- _Problem set_:
**1.** In the mailing-list reply on fragment identifier terminology, what does 'top-level type' mean, using the reply's own example?
**2.** Continue the mailing-list reply on fragment identifier terminology from where it stops.

Re: Regarding terminology of fragid-best-practices from Jeni Tennison on 2012-09-23 (www-tag@w3.org from September 2012)

From: Jeni Tennison <jeni@jenitennison.com>
Date: Sun, 23 Sep 2012 18:00:35 +0100
To: Sebastian Hellmann <hellmann@informatik.uni-leipzig.de>
Cc: www-tag@w3.org
Message-Id: <8CA67D51-3E25-4C51-B402-79ACA044FA82@jenitennison.com>
Hi Sebastian,

Thank you very much for your comments on http://www.w3.org/TR/fragid-best-practices. I have put together a new editor's draft which is available at:

  http://www.w3.org/2001/tag/doc/mimeTypesAndFragids-2012-09-23

I have addressed your points as follows:

On 3 Aug 2012, at 02:29, Sebastian Hellmann wrote:
> 1. http://tools.ietf.org/html/rfc2046 clearly defines the terms "media type, subtype, and zero or more optional parameters" . In the current draft it is often unclear, if you refer to type or subtype. "subtype" is not mentioned once.

The draft at http://tools.ietf.org/html/draft-ietf-appsawg-media-type-regs-14 says:

   The mechanism used to label such content is a media type, consisting
   of a top-level type and a subtype, which is further structured into
   trees.  Optionally, media types can define companion data, known as
   parameters.

So I am taking 'media type' to mean something like 'text/html', 'top-level type' to mean something like 'text' and 'subtype' to mean something like 'html'. I have scanned through and changed a few instances of 'top-level media type' to 'top-level type' but I couldn't see anywhere where using the term 'subtype' would add to the clarity of the text. If you have specific examples where you think that term should be used, please let me know.

> 2. The current working draft talks a lot about  "named structured syntax suffix". There is only the IETF draft who uses this expression to explain the registration procedure. It would simplify the working draft, if you would make the name more intuitive such as in "subtype syntax", especially since "syntax" implies "structured" and "suffix" or "registered" implies "named".  The actual "+suffix" is of minor importance here in comparison to the IETF draft, so for me it would make more sense to talk about "subtype syntax definition", rather than the "named structured syntax suffix registration".

Thanks, I agree that the long noun phrases make the document hard to read. I have addressed this by adopting shorter and more common phrases throughout, as much as I could.

> 3. Throughout the document you use fragment identifier "rules", "processing requirements", "constraints", "processing behaviour".  I believe, what you really want to say is, that: "A fragment identifier structure is a defined set of fragment identifier syntax, semantics and pragmatics", the classical trinity of "form", "meaning" and "use".  The level of "meaning" specifies, what the fragment identifier "refers to", "selects" or "denotes" ; the level of "use" defines constraints, behaviour, rules, etc.

- _Material provided_:
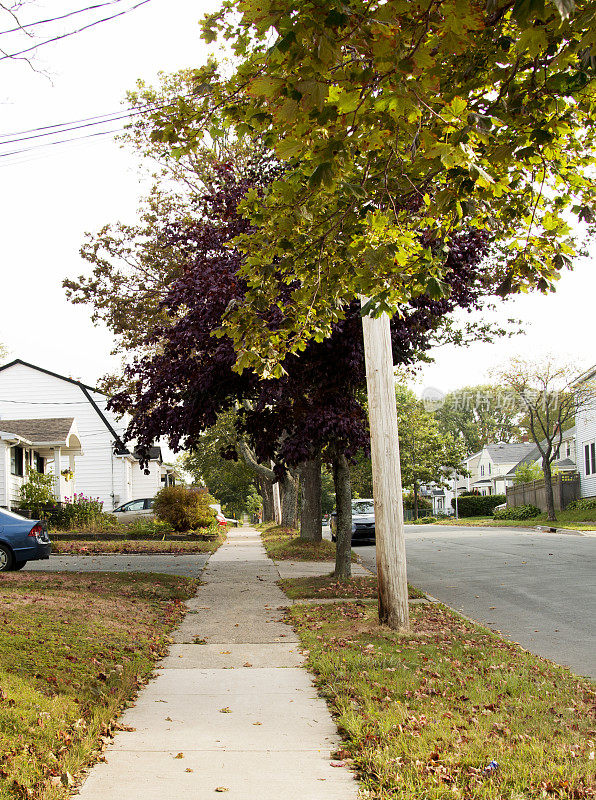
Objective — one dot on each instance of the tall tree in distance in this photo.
(480, 415)
(549, 394)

- _Responses_:
**1.** Something like 'text', as in the media type 'text/html'.

**2.**
Thank you, that's a really helpful way of describing it, though I'm not sure about the term 'pragmatics' to describe 'use' as I have not heard that term used in that way before, and it doesn't seem to gel with the linguistic term, at least as described in Wikipedia (http://en.wikipedia.org/wiki/Pragmatics).

> Please see the change:
> "Media type registrations should avoid "inheriting" generic fragment identifier rules from both the top-level type and any structured syntax suffix that they use if the fragment identifier syntaxes defined for these overlap and may provide different meanings for the same fragment identifier. "
> would be:
> "Media *sub*type registrations should avoid "inheriting" fragment identifier semantics and pragmatics from type, subtypes and any subtype syntax definitions that they use if the fragment identifier syntaxes defined for these overlap and may provide inconsistent meanings or conflicting usage for the same fragment identifier."

I have rephrased to:

  Media type registrations should avoid "inheriting" generic fragment identifier 
  semantics and processing requirements from both the top-level type and a 
  structured syntax suffix if the fragment identifier syntaxes defined for these 
  overlap and may provide inconsistent meanings or processing for the same fragment 
  identifier.

I haven't adopted the phrase "media subtype registrations" as I cannot see this phrase used anywhere within the media type registration draft, and I haven't adopted the term 'pragmatics' for the reason given above.

> "Structured syntax suffix registrations should define processor behaviour for fragment identifiers that is consistent with the relevant associated generic media type."
> would become:
> "Subtype syntax definitions should define fragment identifier pragmatics that are consistent with the associated media type." (associated and generic are superfluous)"

In this case I really was referring to structured syntax suffix registrations, as described in http://tools.ietf.org/html/draft-ietf-appsawg-media-type-regs-14#section-6. I have changed to:

  +Suffix registrations should define fragid semantics and processing requirements 
  that are consistent with their associated media type.

> Note, before it was unclear, whether "behaviour" includes "semantics". E.g. it does not make sense to make an XPointer fragment identifier refer to a fragment of an image.

Interesting example as, of course, this is exactly what SVG's XPointer schema does.

> 4. Best Practices 1-2-3-6-7-8 are mostly the same, i.e. saying that syntax, semantics and pragmatics should be  consistent for subtypes regarding subtype syntax and type, i.e. no ambiguity, no uncertainty. Equal syntax should imply equivalent meaning.

Yes.

> ( I must admit, that I was unable to cognitively wrap my head around 7, at all)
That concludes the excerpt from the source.